> **The exercise**:
With the pictures left out, copy the listing below exactly.

(Named object pointing entries)
################

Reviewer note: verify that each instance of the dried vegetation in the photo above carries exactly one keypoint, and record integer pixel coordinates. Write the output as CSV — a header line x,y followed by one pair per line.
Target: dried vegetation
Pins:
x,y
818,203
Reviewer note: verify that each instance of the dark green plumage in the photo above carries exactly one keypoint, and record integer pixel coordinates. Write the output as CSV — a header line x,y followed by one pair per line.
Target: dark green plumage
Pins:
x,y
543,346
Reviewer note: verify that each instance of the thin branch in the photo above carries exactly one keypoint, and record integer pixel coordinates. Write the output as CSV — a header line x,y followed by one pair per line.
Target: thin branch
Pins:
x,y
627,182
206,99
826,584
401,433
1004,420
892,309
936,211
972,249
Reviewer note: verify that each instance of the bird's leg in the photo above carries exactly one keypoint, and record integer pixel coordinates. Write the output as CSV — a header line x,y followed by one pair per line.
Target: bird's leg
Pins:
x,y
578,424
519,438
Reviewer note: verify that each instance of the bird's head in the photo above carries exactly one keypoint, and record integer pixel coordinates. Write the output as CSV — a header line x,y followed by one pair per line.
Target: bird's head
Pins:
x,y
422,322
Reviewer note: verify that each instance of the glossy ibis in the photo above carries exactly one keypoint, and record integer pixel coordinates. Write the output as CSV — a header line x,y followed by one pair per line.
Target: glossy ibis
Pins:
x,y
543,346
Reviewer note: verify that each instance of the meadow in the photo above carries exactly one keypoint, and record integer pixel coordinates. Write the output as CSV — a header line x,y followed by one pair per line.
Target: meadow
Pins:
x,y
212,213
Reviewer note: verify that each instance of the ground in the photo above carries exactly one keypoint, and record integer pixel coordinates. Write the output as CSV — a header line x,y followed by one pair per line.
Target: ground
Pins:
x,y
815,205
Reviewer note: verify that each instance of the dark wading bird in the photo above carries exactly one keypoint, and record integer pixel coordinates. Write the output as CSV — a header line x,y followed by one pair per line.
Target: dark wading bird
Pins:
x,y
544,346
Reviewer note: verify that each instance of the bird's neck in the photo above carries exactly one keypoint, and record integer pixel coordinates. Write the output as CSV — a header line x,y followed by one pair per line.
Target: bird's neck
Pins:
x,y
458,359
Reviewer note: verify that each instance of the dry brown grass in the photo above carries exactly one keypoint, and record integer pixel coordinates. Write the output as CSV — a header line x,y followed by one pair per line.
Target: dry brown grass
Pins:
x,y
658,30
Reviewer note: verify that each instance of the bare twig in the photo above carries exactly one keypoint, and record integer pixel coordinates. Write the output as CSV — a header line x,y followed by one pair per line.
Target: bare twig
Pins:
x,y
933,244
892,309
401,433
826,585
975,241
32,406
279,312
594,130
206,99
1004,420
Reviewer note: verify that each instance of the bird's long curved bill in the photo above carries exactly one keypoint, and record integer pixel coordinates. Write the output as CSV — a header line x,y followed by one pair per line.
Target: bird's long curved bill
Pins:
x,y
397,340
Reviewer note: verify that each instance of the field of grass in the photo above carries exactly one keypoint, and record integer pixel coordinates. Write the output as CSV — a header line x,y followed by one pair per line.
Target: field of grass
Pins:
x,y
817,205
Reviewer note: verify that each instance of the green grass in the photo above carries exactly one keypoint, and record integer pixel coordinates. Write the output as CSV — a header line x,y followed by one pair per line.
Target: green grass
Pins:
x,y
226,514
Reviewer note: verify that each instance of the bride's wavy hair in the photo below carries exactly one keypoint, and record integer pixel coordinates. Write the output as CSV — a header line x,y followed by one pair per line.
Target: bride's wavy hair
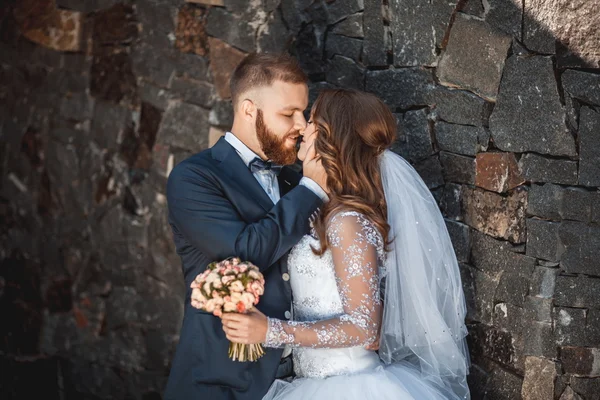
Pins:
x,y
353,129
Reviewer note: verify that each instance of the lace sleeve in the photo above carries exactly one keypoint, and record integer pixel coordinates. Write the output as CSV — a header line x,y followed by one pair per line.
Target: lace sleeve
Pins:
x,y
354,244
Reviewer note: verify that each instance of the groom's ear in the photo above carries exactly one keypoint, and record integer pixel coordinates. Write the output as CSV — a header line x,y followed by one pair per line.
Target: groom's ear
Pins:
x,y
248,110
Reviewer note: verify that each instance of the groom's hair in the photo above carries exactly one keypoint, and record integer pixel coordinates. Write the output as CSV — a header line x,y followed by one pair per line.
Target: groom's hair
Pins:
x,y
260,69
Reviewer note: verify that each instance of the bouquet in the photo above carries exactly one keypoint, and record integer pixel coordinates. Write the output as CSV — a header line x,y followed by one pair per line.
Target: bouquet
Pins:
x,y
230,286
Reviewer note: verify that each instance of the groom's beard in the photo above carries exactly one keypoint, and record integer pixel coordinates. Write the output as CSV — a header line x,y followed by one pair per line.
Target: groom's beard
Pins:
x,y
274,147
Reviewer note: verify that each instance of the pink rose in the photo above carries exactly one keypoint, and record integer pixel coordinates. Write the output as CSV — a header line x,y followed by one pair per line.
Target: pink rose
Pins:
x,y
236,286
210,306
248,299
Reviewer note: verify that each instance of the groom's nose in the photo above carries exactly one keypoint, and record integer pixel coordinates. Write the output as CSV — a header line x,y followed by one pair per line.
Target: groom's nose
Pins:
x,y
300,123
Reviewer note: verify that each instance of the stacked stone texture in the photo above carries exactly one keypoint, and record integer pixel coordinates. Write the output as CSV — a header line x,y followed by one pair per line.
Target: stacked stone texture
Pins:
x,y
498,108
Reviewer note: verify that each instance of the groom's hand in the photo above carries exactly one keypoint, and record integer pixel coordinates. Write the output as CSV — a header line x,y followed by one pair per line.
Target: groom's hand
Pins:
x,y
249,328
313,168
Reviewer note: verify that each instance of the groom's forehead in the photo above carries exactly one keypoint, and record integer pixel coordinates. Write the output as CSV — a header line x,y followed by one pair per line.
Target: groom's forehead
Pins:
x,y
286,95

################

> **Response**:
Reviewer note: verify that each instance of the dried vegetation in the photo above carries exactly one keypoint, and record integer pixel coordinates. Write the output as CSV — a header line x,y followed by one pair per line.
Target: dried vegetation
Pins:
x,y
818,203
Reviewer note: verify that each instance of the dark green plumage in the photo above carries exactly one keypoint, and record integer pixel coordinates. Write the output as CSV — a header line x,y followed by one pair per line.
Target: dark green plumage
Pins:
x,y
543,346
Reviewer note: verify that each instance of the thin branch in the photo above carries exactly one keypoint, and record integer pixel coordinates. Write the output as CSV — a header line x,y followed by one pair per line.
Target: thin branch
Pins:
x,y
627,182
206,99
826,584
401,433
1004,420
892,309
936,211
972,249
Reviewer note: verify that each instance of the bird's leg in the photo above carries exactly one keypoint, and record integer pixel coordinates. Write the output as CSV — a header line x,y followed by one pair per line.
Target: bird's leg
Pins:
x,y
578,424
519,438
Reviewer note: verify that each instance of the bird's head in the photo above carries exactly one keypoint, and record integer pixel coordinates. Write the output as CSV — a header line x,y followed by one pair per line.
Target: bird's head
Pins:
x,y
422,322
Reviewer note: verify that each instance of the glossy ibis in the photo above carries exactly one keypoint, and record integer pixel coordinates. Write the output as CSV — a header line x,y followed by one pair per line.
Target: glossy ibis
Pins:
x,y
543,346
Reviewer note: verify that each instance of the meadow in the photo above carries exactly one keypoint, and record integer pixel coordinates. Write the output as CSV — a header line x,y followed by one pair per line.
Target: meadow
Pins:
x,y
212,213
Reviewer note: verify that each instance of the ground in the photo above carries exactly one keypoint, and record integer pixel coordinates. Write the output as CSV — a header line x,y followed by one pair per line.
Target: ground
Pins:
x,y
815,205
Reviewer note: verify that each instance of the dark wading bird in the photo above carries exactly one keypoint, and record integer pixel coordinates. Write the output as CSV — a header line x,y followed by one pair per line.
Target: dark wading bird
Pins:
x,y
544,346
Reviewer note: verify that each instance of the bird's neck in the photo above carries exactly one keypoint, and record integer pixel coordinates. Write the output as CSV — a header line x,y followed by one pair per line.
Target: bird's neck
Pins:
x,y
458,359
Reviewer note: verify that each instance of the dry brown grass in the photo above carries exactly one keypoint, and record integer pixel coordinates. Write the output as CSV — a header line x,y followed by one pair per line.
Target: dry brown grass
Pins:
x,y
658,30
Reviewer note: verify that each instance of the bare twig in the photo above carries exactly one keypoint, and record integer pixel coordinates. Write the output as CSV — a header line x,y followed by one pair per line.
Target: bare twig
Pins:
x,y
933,244
892,309
401,433
826,585
975,241
32,406
279,312
594,130
206,99
1004,420
Reviewer note: verify that each instance of the bird's long curved bill in the photo above carries exactly one keypoint, and record integer pixel coordinates. Write the output as CSV — a header line x,y followed by one pair per line.
Target: bird's long curved bill
Pins:
x,y
397,340
Reviewer note: verify that each instance of the field of grass in the photo above carries exactly one keypoint, and record integer pixel coordinates. Write the output as CSV — a header line x,y followed by one pair per line.
Target: field of grass
Pins:
x,y
817,205
Reviewer note: verify that each instance of the green grass in the photo above carries exactly one keypoint, and record integer pixel coordinates. Write the output as CSV — a header line x,y followed by one pair per line.
Target: green grass
Pins:
x,y
226,514
Reviewer note: verify that each instance of the bride's wavy hair in the photo below carries exactly one keypoint, and record integer pixel coordinates. Write the output as CSV — a header line x,y followed by one pair per line.
Target: bride's wavy hair
Pins:
x,y
353,129
Reviewer note: verify that each instance of the lace sleeve in the photo above carries exactly one keypoint, and record integer pixel coordinates. Write the output as CSV — a header line x,y followed by one pair per line.
Target: lace sleeve
Pins:
x,y
354,244
Reviewer note: verify that each instance of the groom's ear in the photo above carries exactly one keypoint, and record integer pixel coordinates. Write the output as CSV — a header line x,y followed by one pair per line.
Target: groom's ear
Pins:
x,y
248,110
Reviewer note: verify that each instance of the groom's hair in the photo above carries exactly one keypoint, and record integer pixel coordinates. Write the output as CSV — a header line x,y followed by one pair per line.
Target: groom's hair
Pins:
x,y
260,69
Reviewer note: verify that each instance of the bouquet in the photo above carries exactly one keypoint, and record integer pixel coordinates. Write the output as CSV — a header line x,y followed by one pair per line.
Target: bouquet
Pins:
x,y
230,286
Reviewer note: verify that each instance of the groom's beard in the photo above carries exactly one keypoint, and record integer pixel coordinates. Write the output as CSV — a header line x,y followed by one pair per line.
Target: groom's beard
Pins:
x,y
274,147
Reviewer note: verify that each instance of the pink rose in the photo above carries exactly one keypoint, and record integer pixel coordinates. Write the output as CSV — a header line x,y followed by one pair per line.
Target: pink rose
Pins:
x,y
236,286
210,306
248,299
Reviewer note: verify that each instance of the groom's nose in the photo above carries exactly one keypoint, and record integer pixel coordinates. Write the output as CSV — a header line x,y followed by one pair per line.
Target: groom's nose
Pins:
x,y
300,123
Reviewer note: verify that each instance of the stacked stone texture in the photo above carries exactly one keypoint, and record integer pixel coordinates. Write the output as CSV — a header line x,y followed by one pair per line.
Target: stacked stone texture
Pins:
x,y
498,108
Reviewer note: verify that each instance of the groom's hand in the photo above carries exactly one keypoint, and record integer pixel coordinates. Write the output as CSV — a header line x,y followed by one pair per line.
Target: groom's hand
Pins:
x,y
249,328
313,168
Reviewer note: verify that each instance of the groom's forehead in the photo above carries exactly one keypoint, and record integer pixel coordinates. Write the output as CSV — a header line x,y followed by one pair per line.
Target: groom's forehead
Pins:
x,y
286,95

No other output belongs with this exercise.